■ Document source ■

========

Publié le 01 décembre 2017

Pourquoi l’allergie alimentaire progresse-t-elle chez les plus jeunes ?

L’allergie alimentaire de l’enfant est-elle de plus en plus fréquente ?

Pr Christophe Dupont : Incontestablement, on le constate dans les pays développés. Entre 1997 et 2011 sa prévalence a augmenté de 4,4 % à 5,1 % aux Etats-Unis ; quant aux hospitalisations pour choc anaphylactique, elles sont passées entre 1997 et 2005 de 8 à 16 pour 100.000 en Australie.

A-t-on une explication face à cette recrudescence ?

CD : Outre le terrain atopique, on constate que notre environnement occidental est délétère comme le montre l’apparition  d’une allergie alimentaire chez les migrants venant d’Afrique ou d’Asie qui en étaient jusque-là indemnes.

Un important élément nouveau est la découverte du rôle capital de la peau. En cas d’eczéma atopique, la peau altérée devient plus perméable et laisse passer les allergènes qu’on trouve dans l’environnement, notamment dans une cuisine. Un enfant de 1 an ayant un eczéma a alors 6 fois plus de risque d’avoir une allergie aux œufs et 11 fois plus à l’arachide.

Le microbiote joue-t-il un rôle ?

CD : Il est sûrement protecteur. Le bébé naît avec un intestin stérile, mais il l’ensemence dès les premières minutes de vie en ingérant, lors de l’accouchement, le microbiote vaginal de sa mère. A tel point que chez les bébés qui naissent par césarienne, on fait des études cliniques destinées à voir le bénéfice éventuel de leur donner un microbiote maternel en leur tamponnant les divers orifices avec une compresse imprégnée de la flore vaginale de leur mère.

L’allaitement a-t-il un rôle protecteur contre l’allergie alimentaire ?

========

■ Extraits de données ■

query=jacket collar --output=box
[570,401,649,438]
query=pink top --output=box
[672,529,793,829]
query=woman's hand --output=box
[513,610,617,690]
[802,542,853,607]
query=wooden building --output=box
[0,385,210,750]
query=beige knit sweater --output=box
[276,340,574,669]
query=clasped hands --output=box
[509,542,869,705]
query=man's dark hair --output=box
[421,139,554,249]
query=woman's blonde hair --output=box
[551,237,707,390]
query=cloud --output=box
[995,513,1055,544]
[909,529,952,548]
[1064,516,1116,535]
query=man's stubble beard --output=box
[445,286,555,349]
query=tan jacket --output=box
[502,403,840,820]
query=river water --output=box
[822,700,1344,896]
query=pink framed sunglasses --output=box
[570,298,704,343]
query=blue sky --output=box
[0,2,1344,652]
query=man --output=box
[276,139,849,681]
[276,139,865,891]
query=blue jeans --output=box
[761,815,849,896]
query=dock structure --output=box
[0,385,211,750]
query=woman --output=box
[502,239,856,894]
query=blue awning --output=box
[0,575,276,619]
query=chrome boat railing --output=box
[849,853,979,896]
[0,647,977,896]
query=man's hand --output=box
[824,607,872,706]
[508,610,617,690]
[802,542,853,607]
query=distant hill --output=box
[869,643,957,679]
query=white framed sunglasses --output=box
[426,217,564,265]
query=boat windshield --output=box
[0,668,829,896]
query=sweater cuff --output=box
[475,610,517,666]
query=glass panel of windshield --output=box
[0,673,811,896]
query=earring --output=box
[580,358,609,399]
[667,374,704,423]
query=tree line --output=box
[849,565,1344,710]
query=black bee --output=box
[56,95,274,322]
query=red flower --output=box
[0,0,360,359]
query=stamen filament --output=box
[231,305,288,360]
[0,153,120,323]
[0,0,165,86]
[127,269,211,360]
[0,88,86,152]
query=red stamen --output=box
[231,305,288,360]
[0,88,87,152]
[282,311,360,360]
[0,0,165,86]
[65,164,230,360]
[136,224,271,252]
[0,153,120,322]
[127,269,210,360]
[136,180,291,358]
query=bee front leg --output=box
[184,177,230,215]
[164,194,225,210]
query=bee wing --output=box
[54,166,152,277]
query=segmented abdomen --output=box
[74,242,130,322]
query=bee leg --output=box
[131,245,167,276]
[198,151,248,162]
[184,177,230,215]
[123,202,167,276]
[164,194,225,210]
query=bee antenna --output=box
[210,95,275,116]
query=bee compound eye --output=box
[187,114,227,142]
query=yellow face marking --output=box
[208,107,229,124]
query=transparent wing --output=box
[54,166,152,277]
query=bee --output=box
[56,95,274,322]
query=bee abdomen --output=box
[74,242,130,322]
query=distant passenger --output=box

========

■ Activités ■
(1) Relevez tous les pays et continents nommés dans l'entretien sur l'allergie alimentaire.
(2) Rédigez la suite de l'entretien sur l'allergie alimentaire, en commençant par la réponse à sa dernière question.
Les enregistrements forment un matériau distinct du document source.

■ Résultats ■
(1) Etats-Unis, Australie, Afrique, Asie

(2)
CD : En France, seuls 66 % des bébés sont allaités à la naissance et 40 % à leur 11e semaine, on ne peut que le regretter. Il faut allaiter les bébés pour plein de raisons. Néanmoins dans le domaine de la prévention de l’allergie alimentaire, il n’est pas prouvé que cela ait un effet positif déterminant, même si les publications donnent des résultats discordants.

Vaut-il mieux mettre en contact précocement les bébés avec les allergènes ?

CD : L’étude israélienne LEAP (Learning Early About Peanut allergy) a montré que l’introduction précoce de l’arachide (avant 6 mois) pouvait diminuer le risque d’apparition ultérieure d’allergie à cet oléagineux. Mais il s’agit d’une étude unique à ce jour. D’autres tentatives avec l’œuf montrent parfois des résultats inverses. Il est important d’attendre le résultat d’autres travaux qui confirmeront ou non ce bénéfice de l‘introduction précoce. Aujourd’hui les recommandations sont de commencer à introduire les allergènes en même temps que la diversification alimentaire, c’est-à-dire après 4 mois.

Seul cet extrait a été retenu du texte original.